## RECORDS TO PROCESS

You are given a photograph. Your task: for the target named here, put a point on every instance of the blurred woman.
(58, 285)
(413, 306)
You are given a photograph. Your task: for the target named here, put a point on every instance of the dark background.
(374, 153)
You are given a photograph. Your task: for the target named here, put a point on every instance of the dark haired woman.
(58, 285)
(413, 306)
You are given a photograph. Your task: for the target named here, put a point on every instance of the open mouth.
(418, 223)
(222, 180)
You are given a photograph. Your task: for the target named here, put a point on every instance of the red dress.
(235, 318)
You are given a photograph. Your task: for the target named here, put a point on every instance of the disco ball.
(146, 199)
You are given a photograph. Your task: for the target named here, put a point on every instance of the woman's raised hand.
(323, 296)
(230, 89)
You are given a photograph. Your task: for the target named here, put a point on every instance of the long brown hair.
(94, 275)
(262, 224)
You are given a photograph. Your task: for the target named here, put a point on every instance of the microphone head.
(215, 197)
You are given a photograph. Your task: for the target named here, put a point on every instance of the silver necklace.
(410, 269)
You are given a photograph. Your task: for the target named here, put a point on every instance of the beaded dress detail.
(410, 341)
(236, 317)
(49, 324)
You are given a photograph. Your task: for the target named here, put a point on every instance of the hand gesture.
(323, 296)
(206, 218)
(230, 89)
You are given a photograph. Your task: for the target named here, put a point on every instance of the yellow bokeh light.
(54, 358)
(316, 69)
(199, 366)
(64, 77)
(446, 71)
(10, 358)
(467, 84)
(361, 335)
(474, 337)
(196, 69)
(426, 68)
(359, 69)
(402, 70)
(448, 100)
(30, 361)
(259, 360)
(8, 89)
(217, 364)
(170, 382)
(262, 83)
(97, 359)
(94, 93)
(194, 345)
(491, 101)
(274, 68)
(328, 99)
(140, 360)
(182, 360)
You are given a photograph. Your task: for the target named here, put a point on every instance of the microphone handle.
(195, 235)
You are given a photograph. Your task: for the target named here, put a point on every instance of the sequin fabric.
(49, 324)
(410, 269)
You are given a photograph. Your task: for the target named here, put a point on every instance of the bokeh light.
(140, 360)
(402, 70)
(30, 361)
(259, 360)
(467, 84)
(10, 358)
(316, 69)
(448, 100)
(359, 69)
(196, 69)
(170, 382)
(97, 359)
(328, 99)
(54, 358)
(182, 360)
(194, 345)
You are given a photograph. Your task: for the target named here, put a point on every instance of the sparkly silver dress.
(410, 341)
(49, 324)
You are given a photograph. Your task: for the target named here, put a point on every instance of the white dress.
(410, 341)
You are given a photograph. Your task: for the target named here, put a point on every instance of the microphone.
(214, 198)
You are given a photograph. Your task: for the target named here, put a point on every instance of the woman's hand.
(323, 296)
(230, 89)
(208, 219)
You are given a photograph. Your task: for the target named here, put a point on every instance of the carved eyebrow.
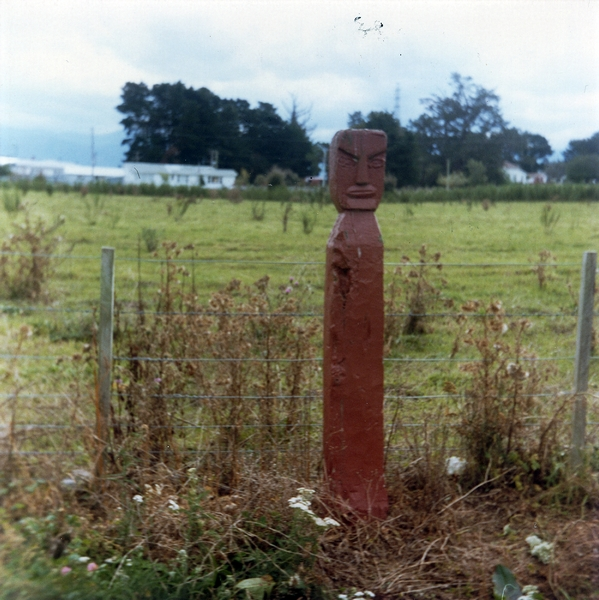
(370, 156)
(346, 152)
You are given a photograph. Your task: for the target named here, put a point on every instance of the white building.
(517, 175)
(514, 173)
(538, 177)
(56, 171)
(174, 175)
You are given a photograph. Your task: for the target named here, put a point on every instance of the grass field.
(490, 252)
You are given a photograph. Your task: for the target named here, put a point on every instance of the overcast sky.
(63, 63)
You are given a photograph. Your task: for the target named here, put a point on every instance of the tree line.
(460, 138)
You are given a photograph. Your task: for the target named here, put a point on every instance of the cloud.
(541, 57)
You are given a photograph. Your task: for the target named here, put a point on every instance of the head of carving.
(357, 168)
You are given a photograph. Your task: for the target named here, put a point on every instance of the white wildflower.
(303, 501)
(455, 465)
(529, 592)
(540, 549)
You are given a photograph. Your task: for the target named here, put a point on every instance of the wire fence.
(219, 398)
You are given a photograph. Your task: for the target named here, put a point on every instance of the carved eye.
(346, 161)
(376, 163)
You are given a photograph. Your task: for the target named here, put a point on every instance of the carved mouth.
(365, 191)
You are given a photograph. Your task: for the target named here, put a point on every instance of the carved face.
(357, 168)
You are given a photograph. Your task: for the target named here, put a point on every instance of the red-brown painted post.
(353, 325)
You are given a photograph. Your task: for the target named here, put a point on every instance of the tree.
(477, 172)
(172, 123)
(582, 147)
(524, 148)
(583, 168)
(402, 152)
(465, 125)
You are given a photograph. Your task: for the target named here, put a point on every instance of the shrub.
(410, 296)
(150, 238)
(258, 211)
(27, 266)
(501, 398)
(11, 198)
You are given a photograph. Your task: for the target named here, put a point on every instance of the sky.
(63, 63)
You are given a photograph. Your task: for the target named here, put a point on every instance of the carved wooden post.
(353, 325)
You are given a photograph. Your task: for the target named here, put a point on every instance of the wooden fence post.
(104, 383)
(583, 354)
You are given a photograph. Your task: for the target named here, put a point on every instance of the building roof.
(170, 169)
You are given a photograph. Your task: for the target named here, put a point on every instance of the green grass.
(223, 231)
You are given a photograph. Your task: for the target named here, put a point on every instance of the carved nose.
(362, 176)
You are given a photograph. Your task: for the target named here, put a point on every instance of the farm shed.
(514, 173)
(56, 171)
(190, 175)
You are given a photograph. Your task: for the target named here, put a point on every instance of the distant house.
(56, 171)
(517, 175)
(538, 177)
(514, 173)
(174, 175)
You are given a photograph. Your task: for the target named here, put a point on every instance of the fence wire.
(310, 421)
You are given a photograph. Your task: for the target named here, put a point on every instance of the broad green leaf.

## OBJECTIVE
Reproduce the lines of the entries above exactly, but only from the line containing "the carved eye." through the final line.

## TASK ANSWER
You are given a photograph. Your task: for the target named here, put a point on every instance of the carved eye.
(346, 161)
(376, 163)
You are given a photograph. Your task: for the target named here, put a point on every instance of the carved mouth.
(365, 191)
You are given a photograph. Your task: for the target named here, put a point on every instance of the carved face.
(357, 168)
You are given a photograph. Your task: for the target named here, put a point on every instance of the red-brown painted post.
(353, 325)
You are given a photograph. Your task: for the target named here, put a point on every instance of the tree.
(477, 172)
(172, 123)
(582, 147)
(524, 148)
(583, 168)
(402, 152)
(465, 125)
You are given a photograph. Your task: for the target named here, put a point on every instance of the shrub.
(410, 296)
(150, 238)
(258, 211)
(27, 266)
(501, 398)
(11, 198)
You are given a photograph. Your task: for the target named here, put a point on every instance of the sky.
(63, 63)
You are given a photograph. Your task: for the target named here, put a point on every instance of the carved wooden post.
(353, 325)
You are given a photograph. Your task: for the target named here, put a point on every instance of the wooden fence post.
(104, 383)
(583, 354)
You are given a photograph. Your task: for the target named here, put a point on every instance of the building roof.
(170, 169)
You are given a photograph. Your task: for the target named here, put a point on every instance of the green grass.
(223, 231)
You are given a photograph. Your task: for the target named here, put a point on every instance of the carved nose.
(362, 176)
You are given a photograph. Your task: for the target named here, put a point on every instance of the farm shed.
(514, 173)
(56, 171)
(190, 175)
You are given a photograph. Your task: for the target named here, put a point on every instance of the distant house.
(56, 171)
(517, 175)
(538, 177)
(514, 173)
(174, 175)
You are given a photograph. Your task: for the target named here, put a point on every instance of the fence wire.
(310, 421)
You are given a photograph. Your task: for the target named here, put a point on every instance of the broad green leaf.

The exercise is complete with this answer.